Under this task are some entries; return every one of them exactly.

Extracted records
★ ★ ★ ★ ★ ★ ★
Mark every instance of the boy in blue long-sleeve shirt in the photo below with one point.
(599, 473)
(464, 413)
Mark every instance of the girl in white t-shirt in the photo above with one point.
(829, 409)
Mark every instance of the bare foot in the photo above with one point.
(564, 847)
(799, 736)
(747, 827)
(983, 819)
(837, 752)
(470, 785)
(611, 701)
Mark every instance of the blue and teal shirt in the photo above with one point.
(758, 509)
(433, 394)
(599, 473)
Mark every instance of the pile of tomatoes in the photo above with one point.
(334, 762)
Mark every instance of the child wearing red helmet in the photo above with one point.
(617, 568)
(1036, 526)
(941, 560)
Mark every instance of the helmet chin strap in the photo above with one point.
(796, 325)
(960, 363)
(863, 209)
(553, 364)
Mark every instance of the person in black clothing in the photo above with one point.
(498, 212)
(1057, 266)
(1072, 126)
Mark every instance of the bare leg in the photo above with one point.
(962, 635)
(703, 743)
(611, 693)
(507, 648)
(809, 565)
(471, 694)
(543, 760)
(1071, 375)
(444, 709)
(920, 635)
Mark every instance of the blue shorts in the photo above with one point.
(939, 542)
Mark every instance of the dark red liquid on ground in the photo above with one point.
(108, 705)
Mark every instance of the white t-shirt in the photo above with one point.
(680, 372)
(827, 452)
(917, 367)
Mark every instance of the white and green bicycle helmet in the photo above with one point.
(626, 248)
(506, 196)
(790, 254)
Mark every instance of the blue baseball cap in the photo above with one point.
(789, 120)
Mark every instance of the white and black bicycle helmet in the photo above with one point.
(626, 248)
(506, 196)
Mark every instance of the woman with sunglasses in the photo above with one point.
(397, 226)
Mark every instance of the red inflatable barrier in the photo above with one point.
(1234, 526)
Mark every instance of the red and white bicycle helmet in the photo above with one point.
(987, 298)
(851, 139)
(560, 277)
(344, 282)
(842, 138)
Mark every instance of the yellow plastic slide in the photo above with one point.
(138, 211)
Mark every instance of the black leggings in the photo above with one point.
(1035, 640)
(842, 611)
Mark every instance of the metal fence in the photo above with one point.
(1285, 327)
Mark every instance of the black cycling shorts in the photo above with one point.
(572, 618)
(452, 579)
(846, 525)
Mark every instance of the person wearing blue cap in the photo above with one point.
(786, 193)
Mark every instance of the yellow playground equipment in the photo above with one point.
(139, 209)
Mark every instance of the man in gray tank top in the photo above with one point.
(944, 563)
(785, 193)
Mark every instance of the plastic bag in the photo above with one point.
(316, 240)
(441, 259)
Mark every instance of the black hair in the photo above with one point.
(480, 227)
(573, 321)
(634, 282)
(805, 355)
★ ★ ★ ★ ★ ★ ★
> [EXERCISE RESULT]:
Mark every instance of the boy in blue long-sleeve shirt in the photo below with one point.
(599, 473)
(464, 413)
Mark every instance of the girl in white t-shirt in the photo above with one point.
(829, 409)
Mark every instance of the bare foot in the photo above with one point.
(564, 847)
(799, 736)
(747, 827)
(983, 819)
(837, 752)
(470, 785)
(611, 701)
Mark every instance of the blue and teal shirt in the photo above with one point.
(758, 509)
(433, 394)
(599, 473)
Mark every instance of the pile of tomatoes in the photo above with one point.
(334, 762)
Mark every instance of the child wearing red helmet in the photo above with one point.
(617, 568)
(1036, 526)
(941, 560)
Mark every instance of the helmet chin strap in the photo above with one point.
(796, 325)
(960, 363)
(863, 209)
(553, 364)
Mark every instance of the person in black clothing in the photo above with one point.
(498, 212)
(1057, 266)
(1072, 126)
Mark every instance of the bare leg in the photo above with one point.
(962, 635)
(703, 743)
(611, 693)
(507, 648)
(809, 565)
(471, 694)
(543, 760)
(1071, 375)
(444, 709)
(920, 635)
Mark every instance of the blue shorts in the photo above with one point.
(939, 542)
Mark every instance of the dark red liquid on ground in the photo above with one point.
(108, 705)
Mark every instance of the white t-shirt in the photo above with one point.
(680, 372)
(827, 452)
(917, 367)
Mark every instance of the white and green bicycle helmet in the photo above with one point.
(626, 248)
(506, 196)
(790, 254)
Mark every instance of the blue baseball cap in the photo above with one point.
(789, 120)
Mark every instance of the white and black bicycle helmet in the photo above with one point.
(626, 248)
(506, 196)
Mark every instance of the woman with sunglasses in the photo above with one point.
(397, 226)
Mark every instance of the red inflatable barrier in the photo above with one point.
(1234, 526)
Mark every instance of the red and white bicycle helmet in the photo above with one point.
(987, 298)
(851, 139)
(560, 277)
(344, 282)
(842, 138)
Mark every instance of the yellow plastic slide in the photo above with one point.
(138, 211)
Mark every instance of the black leggings in the photo above with one point.
(1035, 640)
(842, 611)
Mark every instance of the metal fence in the photo above with one point.
(1285, 327)
Mark every instance of the black cycling shorts in the photo above with one point.
(572, 618)
(452, 579)
(846, 525)
Mark every instance of the person wearing blue cap in the photo above with one point.
(786, 193)
Mark every instance of the yellow playground equipment in the photo above with one point.
(139, 209)
Mark every instance of the man in gray tank top in the photo above with one point.
(944, 563)
(785, 193)
Mark every instance of the plastic bag in the photo above with one point.
(316, 240)
(441, 259)
Mark every instance of the black hair in the photo above with one point.
(480, 227)
(573, 321)
(634, 282)
(805, 355)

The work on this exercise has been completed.